**SOURCE:**
____________
In addition, such huge oil spillage may have a critical long-term impact over the whole marine and coastal ecosystem and, therefore, still needs to be continuously monitored [39,40,41].
In summary, this unprecedented oil spill incident triggered the operational use of SAR techniques to provide detailed information on the oil slick related to the DWH incident. Nevertheless, since the DWH polluted area included oil slicks of different thickness, emulsified oil, weathered oil, oil/dispersant mixture, fresh oil, etc., the surface slick was very heterogeneous. This implies that a synergistic use of different SAR operating modes is needed. In fact, large-swath imaging modes, e.g., ScanSAR, allow obtaining information on the extent of the oil spill, while narrower swath polarimetric modes, e.g., PP, allow extracting deeper information on the oil’s backscattering.

3. Experiments and Discussion

In this section, the capability of the CSK PP imaging mode to observe the huge DWH incident in the Gulf of Mexico is analyzed. The signal backscattered from slick-free and oil-covered sea surface is analyzed using both HH and VV channels, and a wind speed map, derived from the CSK imagery, is only used to check that a moderate wind regime is in place. The proposed methodology is synthetically described in Figure 2, where a flowchart is shown.
The CSK SAR dataset consists of a multi-polarization SAR scene collected in right-looking ascending orbit over the DWH incidental oil spill site in the very next days after the incident; see Figure 3. The SAR scene (product ID: 35088) was acquired from the satellite “CSK 3” of the constellation on 23 April 2010, i.e., only 3 days after the oil spillage just after the BP oil rig sank, in dual co-polarization, i.e., HH-VV, ping pong mode under an incidence angle of 40 at mid-range. The SAR image consists of 4123 × 18,042 pixels covering an area of 30 km × 30 km with about a 15-m spatial resolution.
Although SAR sea oil slick observation is not based on sea surface wind speed knowledge, it is affected by it: in fact, it is unanimously recognized that SAR oil slick observation is possible under moderate wind conditions, i.e., wind speed ranges from about 2 m/s up to approximately 13 m/s [9,42]. When higher wind conditions apply, the mixing phenomena resulting from the high sea state significantly hamper the detectability of the oil with respect to the surrounding sea. At lower wind speed, sea surface backscattering is comparable to the scattering from the oil slick; in this case, the oil spill detection performance from SAR imagery becomes poorer due to the false alarms associated with low-backscattering areas. Typically, wind information over the sea surface is provided by ancillary in situ and/or remotely-sensed data, e.g., buoy measurements and/or scatterometer and radiometer satellite data. The former measure sea surface wind speed at the usual height of 5 m, while the latter allow retrieving near surface wind speed at a reference height of 10 m above sea level [43,44,45]. Unfortunately, very often, the information coming from other remotely-sensed sources is not colocated in time and/or space with the available SAR dataset. In addition, buoys co-located at the incident point are not always available.
____________
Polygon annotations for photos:
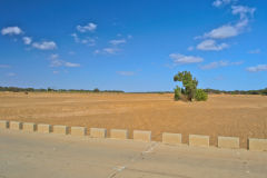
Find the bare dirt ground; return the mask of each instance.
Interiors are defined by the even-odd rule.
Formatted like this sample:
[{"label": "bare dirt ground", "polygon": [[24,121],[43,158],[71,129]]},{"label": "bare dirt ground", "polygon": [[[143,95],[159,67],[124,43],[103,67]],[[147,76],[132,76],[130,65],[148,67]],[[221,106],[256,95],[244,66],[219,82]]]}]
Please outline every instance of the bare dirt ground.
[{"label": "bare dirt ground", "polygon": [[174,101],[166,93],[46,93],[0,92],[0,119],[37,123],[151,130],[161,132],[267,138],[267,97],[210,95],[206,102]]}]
____________
**GOALS:**
(a) Answer these from the SAR oil spill text:
(i) On what date was the SAR scene acquired?
(ii) Within what wind speed range is SAR oil slick observation possible?
(iii) At what height do buoys measure sea surface wind speed?
(b) Return the passage of the SAR oil spill text starting at "3. Experiments and" and ending at "flowchart is shown.".
(c) Carry the SAR oil spill text further, beginning after its final sentence.
The rows play no part in the work here.

**RESULTS FOR THE EXERCISE:**
(a)
(i) 23 April 2010
(ii) From about 2 m/s up to approximately 13 m/s
(iii) 5 m

(b)
3. Experiments and Discussion

In this section, the capability of the CSK PP imaging mode to observe the huge DWH incident in the Gulf of Mexico is analyzed. The signal backscattered from slick-free and oil-covered sea surface is analyzed using both HH and VV channels, and a wind speed map, derived from the CSK imagery, is only used to check that a moderate wind regime is in place. The proposed methodology is synthetically described in Figure 2, where a flowchart is shown.

(c)
Hence, in this study, a different approach is proposed that consists of deriving the sea surface wind speed map, at the standard height of 10 m, from the SAR image. This means that time- and space-colocated wind information is extracted. Different methods are available in the literature that are mainly based on the exploitation of a scatterometer-like Geophysical Model Function (GMF) to extract wind speed information once a priori wind direction information is available [43,44,45]. A spectral approach is herein considered that does not require any a priori wind direction information to provide the sea surface wind speed map. This approach is based on the inherent SAR peculiarities, i.e., the low-pass filtering in the azimuth direction due to the orbital motion of the sea surface waves that distorts the Doppler history of the backscattered waves [46,47]. The wind map, generated using the azimuth cut-off method, is shown in Figure 4a, where the oil-covered area is masked out. It can be noted that the low-to-moderate wind regime applies, which is characterized by a mean wind speed of 7 m/s at the SAR acquisition time. This result agrees with the sea surface wind speed derived from the Oceansat-2 (OSCAT) Level 2B 12.5-km spatial resolution scatterometer product available from the National Aeronautics and Space Administration (NASA) Jet Propulsion Laboratory (JPL) database [48], whose wind speed map is shown in Figure 4b. SAR-derived wind speed is also confirmed by the 5-m sea surface wind speed recorded at the SAR acquisition time by the available NOAA buoy closest to the DWH incident site, i.e., the station ID “42040” (located at 29 12 30 N, 88 13 3 W, about 50 km far along northeast direction, [49]), and corrected for a fair comparison with SAR-based wind speed retrieval [44,45]. Hence, for the purposes of this study, the wind regime can be effectively estimated by CSK SAR imagery.

3.1. Oil Spill Detection

In this subsection, a texture-based oil spill detection procedure is used to assess the potential of CSK SAR data to detect the DWH oil spill and to estimate its surface extent.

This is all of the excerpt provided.